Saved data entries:
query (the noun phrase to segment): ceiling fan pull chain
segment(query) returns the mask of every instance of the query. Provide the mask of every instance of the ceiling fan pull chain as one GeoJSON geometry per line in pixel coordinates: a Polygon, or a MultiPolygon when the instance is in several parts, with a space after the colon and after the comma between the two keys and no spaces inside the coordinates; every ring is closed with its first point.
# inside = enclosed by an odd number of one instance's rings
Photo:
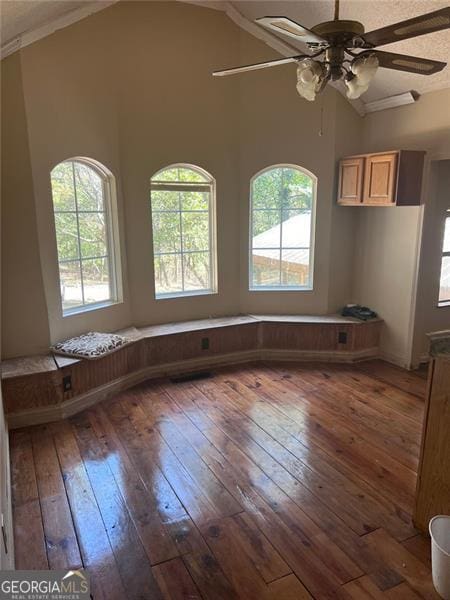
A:
{"type": "Polygon", "coordinates": [[[320,107],[320,128],[319,128],[319,137],[323,136],[323,96],[322,96],[322,106],[320,107]]]}

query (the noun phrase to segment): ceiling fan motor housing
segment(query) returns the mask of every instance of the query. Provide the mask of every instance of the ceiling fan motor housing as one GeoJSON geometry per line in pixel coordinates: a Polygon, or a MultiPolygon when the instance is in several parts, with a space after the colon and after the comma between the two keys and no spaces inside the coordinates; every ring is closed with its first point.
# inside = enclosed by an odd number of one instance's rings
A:
{"type": "MultiPolygon", "coordinates": [[[[359,21],[325,21],[311,27],[311,31],[333,46],[352,46],[353,38],[364,34],[364,25],[359,21]]],[[[317,47],[320,44],[312,45],[317,47]]]]}
{"type": "Polygon", "coordinates": [[[344,48],[340,46],[329,46],[325,50],[325,63],[328,64],[330,77],[333,81],[342,77],[342,63],[345,54],[344,48]]]}

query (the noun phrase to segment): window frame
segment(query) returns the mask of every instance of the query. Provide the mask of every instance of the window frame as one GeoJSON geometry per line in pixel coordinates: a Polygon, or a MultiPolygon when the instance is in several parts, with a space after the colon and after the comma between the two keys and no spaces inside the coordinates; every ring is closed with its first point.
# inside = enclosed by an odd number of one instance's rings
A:
{"type": "MultiPolygon", "coordinates": [[[[249,292],[312,292],[314,289],[314,259],[315,259],[315,236],[316,236],[316,204],[317,204],[317,177],[304,167],[300,167],[299,165],[294,165],[291,163],[280,163],[275,165],[270,165],[261,169],[257,173],[253,175],[250,179],[250,194],[249,194],[250,202],[249,202],[249,243],[248,243],[248,291],[249,292]],[[311,203],[311,225],[310,225],[310,237],[309,237],[309,276],[308,276],[308,285],[258,285],[255,286],[253,284],[253,183],[254,181],[268,171],[273,171],[274,169],[294,169],[296,171],[300,171],[307,175],[312,181],[312,203],[311,203]]],[[[260,209],[264,210],[264,209],[260,209]]],[[[277,210],[277,209],[273,209],[277,210]]],[[[280,208],[280,213],[282,213],[283,207],[280,208]]],[[[281,221],[280,221],[281,224],[281,221]]],[[[282,236],[282,227],[280,227],[280,246],[278,248],[264,248],[264,250],[277,250],[280,252],[283,251],[283,246],[281,245],[281,236],[282,236]]],[[[285,248],[287,250],[289,248],[285,248]]],[[[294,248],[298,249],[298,248],[294,248]]],[[[305,248],[306,250],[307,248],[305,248]]],[[[280,260],[280,273],[281,273],[281,260],[280,260]]]]}
{"type": "Polygon", "coordinates": [[[450,258],[450,250],[444,251],[444,241],[445,241],[445,227],[447,224],[447,219],[450,223],[450,208],[447,208],[444,211],[444,224],[442,227],[442,235],[441,235],[441,264],[439,269],[439,287],[438,287],[438,308],[443,308],[444,306],[450,306],[450,296],[445,300],[440,300],[439,297],[441,295],[441,276],[442,276],[442,264],[444,262],[444,257],[450,258]]]}
{"type": "MultiPolygon", "coordinates": [[[[73,168],[73,166],[72,166],[73,168]]],[[[123,302],[123,290],[122,290],[122,267],[121,267],[121,257],[120,257],[120,246],[119,246],[119,222],[118,222],[118,214],[117,214],[117,195],[116,195],[116,181],[115,177],[109,169],[107,169],[103,164],[98,162],[93,158],[88,158],[84,156],[75,156],[66,158],[59,163],[55,164],[50,171],[50,187],[52,190],[52,210],[53,210],[53,220],[55,227],[55,244],[56,244],[56,260],[58,266],[58,294],[60,298],[60,307],[63,318],[70,317],[72,315],[77,315],[80,313],[89,312],[92,310],[98,310],[101,308],[107,308],[109,306],[113,306],[115,304],[120,304],[123,302]],[[76,202],[76,185],[74,182],[74,194],[75,194],[75,210],[74,211],[55,211],[55,205],[53,201],[53,183],[52,183],[52,173],[56,167],[64,163],[80,163],[92,169],[97,175],[100,177],[102,181],[102,192],[103,192],[103,205],[104,205],[104,214],[105,214],[105,234],[106,234],[106,251],[107,254],[104,258],[108,261],[108,270],[109,270],[109,290],[110,297],[108,300],[102,300],[99,302],[84,302],[84,285],[83,285],[83,272],[82,272],[82,264],[83,258],[81,257],[81,244],[79,238],[79,230],[78,230],[78,248],[79,248],[79,258],[60,261],[59,260],[59,248],[58,248],[58,240],[56,235],[56,218],[55,215],[64,212],[73,212],[77,215],[77,224],[78,224],[78,215],[79,213],[83,213],[84,211],[78,210],[78,205],[76,202]],[[80,282],[81,282],[81,292],[83,297],[83,304],[67,308],[65,309],[63,306],[63,298],[61,294],[61,273],[60,273],[60,264],[61,262],[75,262],[79,261],[80,263],[80,282]]],[[[100,212],[100,211],[93,211],[100,212]]],[[[78,227],[78,225],[77,225],[78,227]]],[[[92,257],[96,258],[96,257],[92,257]]],[[[91,257],[89,257],[91,259],[91,257]]],[[[89,260],[86,259],[86,260],[89,260]]]]}
{"type": "MultiPolygon", "coordinates": [[[[155,212],[164,212],[164,211],[155,211],[155,212]]],[[[180,209],[177,210],[169,210],[167,212],[178,214],[181,218],[183,212],[180,209]]],[[[217,285],[217,219],[216,219],[216,180],[215,178],[198,165],[193,165],[190,163],[173,163],[167,166],[162,167],[158,171],[156,171],[150,178],[150,219],[151,219],[151,230],[152,230],[152,255],[153,255],[153,285],[154,285],[154,298],[155,300],[167,300],[173,298],[186,298],[190,296],[210,296],[218,293],[218,285],[217,285]],[[205,177],[207,181],[205,182],[174,182],[174,181],[154,181],[154,178],[164,173],[164,171],[168,171],[170,169],[190,169],[205,177]],[[153,241],[153,204],[152,204],[152,190],[166,190],[166,191],[205,191],[206,189],[209,192],[209,208],[208,208],[208,225],[209,225],[209,281],[210,287],[202,290],[181,290],[179,292],[164,292],[157,293],[156,291],[156,277],[155,277],[155,257],[159,255],[168,255],[171,254],[169,252],[161,252],[155,253],[155,246],[153,241]]],[[[185,254],[189,254],[190,251],[183,250],[183,233],[180,230],[180,252],[175,252],[172,254],[179,254],[181,256],[181,264],[182,264],[182,277],[184,282],[184,267],[183,267],[183,256],[185,254]]],[[[192,252],[192,251],[191,251],[192,252]]],[[[194,251],[197,252],[197,251],[194,251]]]]}

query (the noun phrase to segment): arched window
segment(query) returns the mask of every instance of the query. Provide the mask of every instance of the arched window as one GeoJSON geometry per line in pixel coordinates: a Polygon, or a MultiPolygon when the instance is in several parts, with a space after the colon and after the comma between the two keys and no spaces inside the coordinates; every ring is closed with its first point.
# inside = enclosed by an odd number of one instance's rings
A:
{"type": "Polygon", "coordinates": [[[171,165],[152,177],[150,190],[156,298],[215,293],[214,179],[171,165]]]}
{"type": "Polygon", "coordinates": [[[439,283],[439,306],[450,304],[450,208],[444,216],[444,237],[442,241],[441,278],[439,283]]]}
{"type": "Polygon", "coordinates": [[[292,165],[255,175],[250,195],[250,290],[312,289],[316,178],[292,165]]]}
{"type": "Polygon", "coordinates": [[[63,314],[117,302],[113,176],[73,158],[56,165],[51,184],[63,314]]]}

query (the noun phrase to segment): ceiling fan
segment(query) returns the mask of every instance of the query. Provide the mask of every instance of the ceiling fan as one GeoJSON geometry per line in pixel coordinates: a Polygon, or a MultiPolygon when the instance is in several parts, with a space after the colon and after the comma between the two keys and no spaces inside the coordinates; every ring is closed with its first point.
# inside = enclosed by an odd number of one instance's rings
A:
{"type": "Polygon", "coordinates": [[[368,33],[358,21],[339,19],[339,0],[335,0],[334,20],[319,23],[311,29],[287,17],[262,17],[255,22],[306,43],[312,53],[215,71],[213,75],[234,75],[295,62],[297,91],[306,100],[315,100],[316,94],[325,88],[328,81],[342,78],[347,86],[347,97],[353,100],[367,91],[378,67],[432,75],[447,65],[437,60],[384,52],[376,48],[450,28],[450,6],[368,33]],[[317,60],[318,57],[321,60],[317,60]]]}

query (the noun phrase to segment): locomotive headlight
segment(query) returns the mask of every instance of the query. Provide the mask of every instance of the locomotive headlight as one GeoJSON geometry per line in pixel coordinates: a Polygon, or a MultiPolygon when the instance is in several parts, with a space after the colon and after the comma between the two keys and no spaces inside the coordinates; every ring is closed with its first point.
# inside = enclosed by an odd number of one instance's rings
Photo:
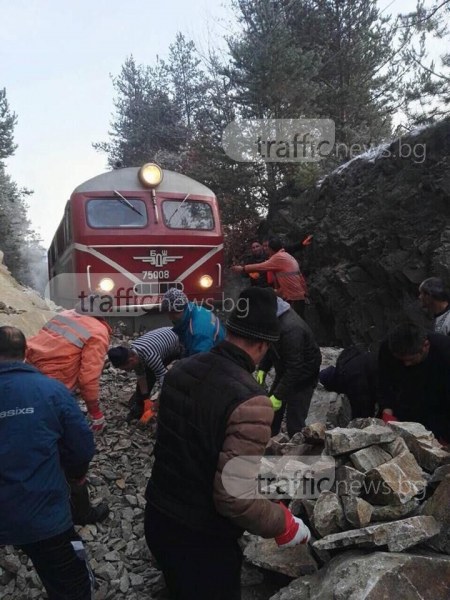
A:
{"type": "Polygon", "coordinates": [[[212,277],[210,275],[202,275],[200,277],[200,287],[202,288],[210,288],[213,284],[212,277]]]}
{"type": "Polygon", "coordinates": [[[104,277],[100,279],[98,287],[102,292],[110,292],[116,284],[110,277],[104,277]]]}
{"type": "Polygon", "coordinates": [[[146,163],[139,169],[138,177],[143,186],[154,188],[163,180],[163,171],[156,163],[146,163]]]}

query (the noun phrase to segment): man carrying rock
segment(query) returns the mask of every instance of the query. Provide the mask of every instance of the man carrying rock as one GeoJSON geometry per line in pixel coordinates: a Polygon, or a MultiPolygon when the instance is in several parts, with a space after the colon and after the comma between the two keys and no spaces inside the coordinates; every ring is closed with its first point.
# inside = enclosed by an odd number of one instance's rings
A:
{"type": "Polygon", "coordinates": [[[416,421],[450,442],[450,338],[415,323],[392,329],[379,351],[382,419],[416,421]]]}
{"type": "Polygon", "coordinates": [[[178,361],[164,379],[145,537],[173,600],[239,599],[245,529],[280,546],[309,539],[283,505],[256,491],[236,497],[223,477],[235,457],[259,462],[270,438],[272,404],[252,372],[278,335],[275,294],[248,288],[227,339],[178,361]]]}
{"type": "Polygon", "coordinates": [[[94,439],[70,392],[24,363],[25,337],[0,327],[0,545],[32,561],[49,599],[90,600],[66,477],[81,481],[94,439]]]}
{"type": "Polygon", "coordinates": [[[130,399],[128,421],[139,419],[148,423],[154,414],[150,394],[155,384],[160,388],[167,365],[180,357],[181,346],[172,327],[160,327],[144,333],[130,347],[116,346],[108,350],[113,367],[135,371],[136,391],[130,399]]]}

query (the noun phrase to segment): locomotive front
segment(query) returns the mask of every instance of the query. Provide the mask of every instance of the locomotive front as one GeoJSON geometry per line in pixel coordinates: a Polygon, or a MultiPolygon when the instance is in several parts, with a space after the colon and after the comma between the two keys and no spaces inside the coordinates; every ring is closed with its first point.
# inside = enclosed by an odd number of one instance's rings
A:
{"type": "Polygon", "coordinates": [[[212,308],[223,297],[216,197],[154,163],[99,175],[74,190],[49,263],[52,299],[65,306],[96,294],[105,313],[139,317],[176,287],[212,308]]]}

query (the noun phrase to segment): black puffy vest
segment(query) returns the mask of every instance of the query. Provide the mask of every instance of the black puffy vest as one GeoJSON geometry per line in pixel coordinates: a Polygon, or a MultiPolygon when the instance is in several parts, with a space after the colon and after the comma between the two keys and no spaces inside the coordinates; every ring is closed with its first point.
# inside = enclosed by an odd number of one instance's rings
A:
{"type": "Polygon", "coordinates": [[[146,498],[194,530],[226,537],[242,534],[216,511],[213,486],[230,414],[261,395],[253,369],[248,354],[225,341],[179,361],[165,377],[146,498]]]}

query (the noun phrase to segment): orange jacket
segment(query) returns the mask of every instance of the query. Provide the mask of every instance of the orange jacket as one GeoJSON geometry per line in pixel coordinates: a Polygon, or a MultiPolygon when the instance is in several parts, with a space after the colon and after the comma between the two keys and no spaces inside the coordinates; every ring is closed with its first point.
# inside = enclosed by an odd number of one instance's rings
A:
{"type": "Polygon", "coordinates": [[[27,340],[27,362],[69,390],[78,388],[92,415],[99,411],[100,375],[111,328],[105,321],[64,310],[27,340]]]}
{"type": "Polygon", "coordinates": [[[288,254],[284,248],[275,252],[262,263],[245,265],[245,272],[272,271],[274,273],[274,287],[284,300],[304,300],[307,290],[297,260],[288,254]]]}

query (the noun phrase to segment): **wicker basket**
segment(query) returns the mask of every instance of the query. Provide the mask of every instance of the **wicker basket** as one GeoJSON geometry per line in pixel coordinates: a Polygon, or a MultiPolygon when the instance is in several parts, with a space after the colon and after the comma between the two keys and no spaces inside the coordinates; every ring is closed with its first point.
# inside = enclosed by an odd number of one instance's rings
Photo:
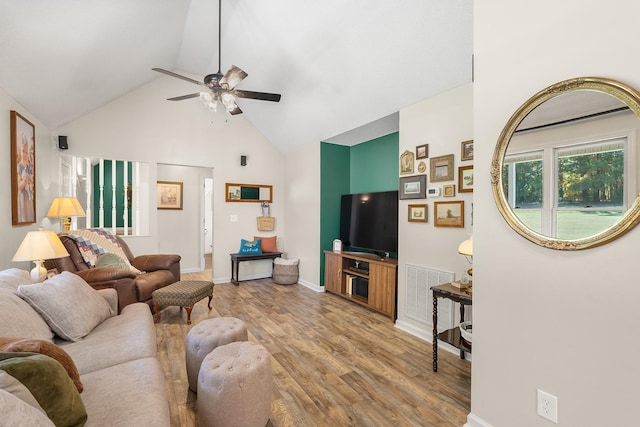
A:
{"type": "Polygon", "coordinates": [[[298,283],[298,265],[273,265],[273,281],[278,285],[298,283]]]}
{"type": "Polygon", "coordinates": [[[272,216],[259,216],[258,231],[273,231],[276,219],[272,216]]]}

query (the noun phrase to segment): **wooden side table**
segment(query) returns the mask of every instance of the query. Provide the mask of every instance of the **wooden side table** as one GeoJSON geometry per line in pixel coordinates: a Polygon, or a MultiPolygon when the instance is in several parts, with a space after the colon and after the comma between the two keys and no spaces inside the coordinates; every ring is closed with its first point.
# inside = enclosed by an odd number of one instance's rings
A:
{"type": "Polygon", "coordinates": [[[460,328],[455,327],[438,333],[438,298],[447,298],[460,303],[460,323],[464,322],[464,306],[471,305],[471,295],[464,289],[458,289],[450,283],[432,286],[433,293],[433,371],[438,371],[438,340],[444,341],[460,349],[460,358],[464,359],[464,352],[471,353],[471,344],[462,339],[460,328]]]}

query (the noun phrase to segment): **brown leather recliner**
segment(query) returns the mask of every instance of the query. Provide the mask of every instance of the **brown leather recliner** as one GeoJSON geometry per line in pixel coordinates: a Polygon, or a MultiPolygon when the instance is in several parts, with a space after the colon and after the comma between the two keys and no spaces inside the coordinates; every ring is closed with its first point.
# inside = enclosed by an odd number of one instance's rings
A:
{"type": "Polygon", "coordinates": [[[136,274],[129,269],[117,267],[90,268],[82,258],[76,242],[65,233],[58,236],[69,256],[46,260],[47,269],[56,268],[59,272],[75,273],[94,289],[114,288],[118,292],[118,311],[134,302],[145,302],[151,307],[153,291],[180,280],[180,255],[134,256],[126,242],[116,236],[131,265],[144,273],[136,274]]]}

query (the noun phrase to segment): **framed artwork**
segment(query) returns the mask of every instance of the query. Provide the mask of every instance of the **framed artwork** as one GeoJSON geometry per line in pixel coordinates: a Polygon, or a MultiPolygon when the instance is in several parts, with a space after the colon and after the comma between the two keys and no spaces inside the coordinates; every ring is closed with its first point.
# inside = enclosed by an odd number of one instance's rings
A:
{"type": "Polygon", "coordinates": [[[430,159],[431,182],[453,180],[453,154],[430,159]]]}
{"type": "Polygon", "coordinates": [[[418,145],[416,147],[416,159],[426,159],[429,157],[429,144],[418,145]]]}
{"type": "Polygon", "coordinates": [[[36,222],[36,128],[11,111],[11,224],[36,222]]]}
{"type": "Polygon", "coordinates": [[[425,173],[427,171],[427,164],[423,161],[418,163],[418,172],[425,173]]]}
{"type": "Polygon", "coordinates": [[[182,209],[182,182],[158,181],[158,209],[182,209]]]}
{"type": "Polygon", "coordinates": [[[409,205],[409,222],[427,222],[427,205],[409,205]]]}
{"type": "Polygon", "coordinates": [[[458,192],[473,193],[473,166],[458,168],[458,192]]]}
{"type": "Polygon", "coordinates": [[[456,185],[447,184],[442,186],[442,197],[454,197],[456,195],[456,185]]]}
{"type": "Polygon", "coordinates": [[[400,199],[426,199],[427,176],[414,175],[400,178],[400,199]]]}
{"type": "Polygon", "coordinates": [[[413,173],[413,153],[405,150],[400,155],[400,175],[410,175],[413,173]]]}
{"type": "Polygon", "coordinates": [[[461,160],[473,160],[473,139],[470,141],[462,141],[461,160]]]}
{"type": "Polygon", "coordinates": [[[434,202],[435,226],[464,228],[464,201],[434,202]]]}

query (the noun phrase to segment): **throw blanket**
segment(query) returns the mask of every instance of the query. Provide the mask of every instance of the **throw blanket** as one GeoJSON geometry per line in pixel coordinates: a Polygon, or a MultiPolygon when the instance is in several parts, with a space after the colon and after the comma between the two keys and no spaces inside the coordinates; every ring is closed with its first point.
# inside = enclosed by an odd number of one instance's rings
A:
{"type": "Polygon", "coordinates": [[[96,261],[100,255],[110,253],[122,258],[132,271],[137,274],[141,273],[140,270],[131,265],[120,247],[118,239],[109,231],[102,228],[87,228],[85,230],[73,230],[68,234],[76,242],[82,258],[90,268],[96,266],[96,261]]]}

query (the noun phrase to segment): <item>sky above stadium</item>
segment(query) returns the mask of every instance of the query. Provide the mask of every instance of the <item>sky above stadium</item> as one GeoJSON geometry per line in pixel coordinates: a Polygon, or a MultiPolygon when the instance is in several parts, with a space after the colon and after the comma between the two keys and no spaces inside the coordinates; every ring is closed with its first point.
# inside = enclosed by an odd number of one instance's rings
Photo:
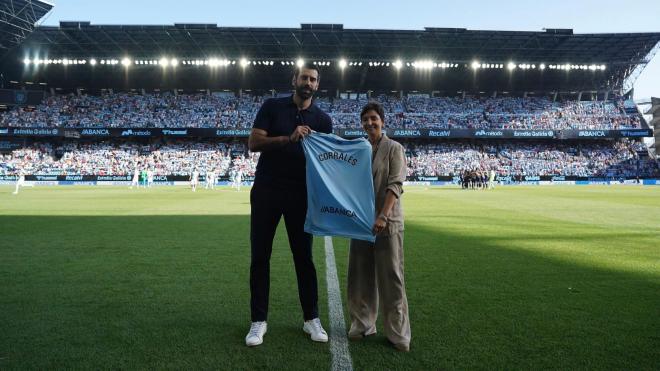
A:
{"type": "MultiPolygon", "coordinates": [[[[575,33],[660,32],[658,0],[535,1],[201,1],[46,0],[55,8],[44,25],[214,23],[227,27],[300,27],[341,23],[344,28],[541,31],[575,33]],[[286,6],[284,6],[286,4],[286,6]]],[[[635,84],[635,99],[660,97],[660,53],[635,84]]]]}

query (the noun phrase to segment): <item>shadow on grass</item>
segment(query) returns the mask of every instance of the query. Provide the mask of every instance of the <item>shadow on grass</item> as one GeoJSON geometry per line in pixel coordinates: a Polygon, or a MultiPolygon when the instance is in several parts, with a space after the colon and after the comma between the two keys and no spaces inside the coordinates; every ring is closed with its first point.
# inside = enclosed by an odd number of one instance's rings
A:
{"type": "MultiPolygon", "coordinates": [[[[283,223],[281,223],[281,226],[283,223]]],[[[283,229],[270,317],[247,348],[248,216],[2,216],[0,369],[324,369],[283,229]]],[[[322,239],[316,241],[321,318],[322,239]]]]}
{"type": "MultiPolygon", "coordinates": [[[[409,222],[412,351],[394,352],[379,327],[375,337],[351,343],[355,369],[656,368],[657,275],[544,255],[545,245],[598,243],[598,234],[569,229],[553,238],[542,223],[516,223],[517,232],[497,237],[409,222]]],[[[271,261],[268,334],[262,346],[244,346],[248,231],[245,215],[0,217],[0,369],[328,368],[328,345],[300,330],[282,229],[271,261]]],[[[602,233],[614,245],[652,237],[602,233]]],[[[322,245],[317,238],[327,323],[322,245]]],[[[335,245],[342,289],[346,250],[335,245]]]]}
{"type": "MultiPolygon", "coordinates": [[[[599,269],[545,252],[547,246],[566,240],[581,249],[593,244],[598,250],[601,240],[591,232],[542,238],[527,232],[529,236],[521,232],[493,238],[478,229],[460,234],[442,226],[408,223],[405,266],[412,350],[395,352],[379,323],[378,335],[351,343],[355,368],[657,368],[658,272],[599,269]],[[502,246],[502,240],[510,243],[502,246]],[[517,241],[536,243],[537,249],[519,248],[517,241]]],[[[603,233],[613,246],[637,238],[648,243],[653,235],[603,233]]],[[[347,242],[338,241],[341,245],[335,250],[344,289],[347,242]]]]}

Task brief:
Please copy, exactly and with nothing else, the lines above beginning at the line that has "query (the noun phrase to segment): **brown" and ending with the line that has "query (the noun phrase to segment): **framed".

Result of the exercise:
query (the noun phrase to segment): **brown leather recliner**
segment(query) returns the mask of every instance of the query. Provide the mask of every instance of the **brown leather recliner** as one GeoJSON geometry per line in pixel coordinates: a Polygon, or a MultiPolygon when the instance is in several parts, with a space after the colon and after the comma between the two keys and no spaces inside the coordinates; every ring is closed with its first point.
# inside = enclosed by an odd number of one instance's rings
A:
{"type": "Polygon", "coordinates": [[[136,274],[129,269],[117,267],[90,268],[82,258],[76,242],[65,233],[58,236],[69,256],[46,260],[47,269],[56,268],[59,272],[75,273],[94,289],[114,288],[118,292],[118,311],[134,302],[145,302],[151,307],[153,291],[180,280],[180,255],[134,256],[126,242],[116,236],[131,265],[144,273],[136,274]]]}

query (the noun phrase to segment): **framed artwork**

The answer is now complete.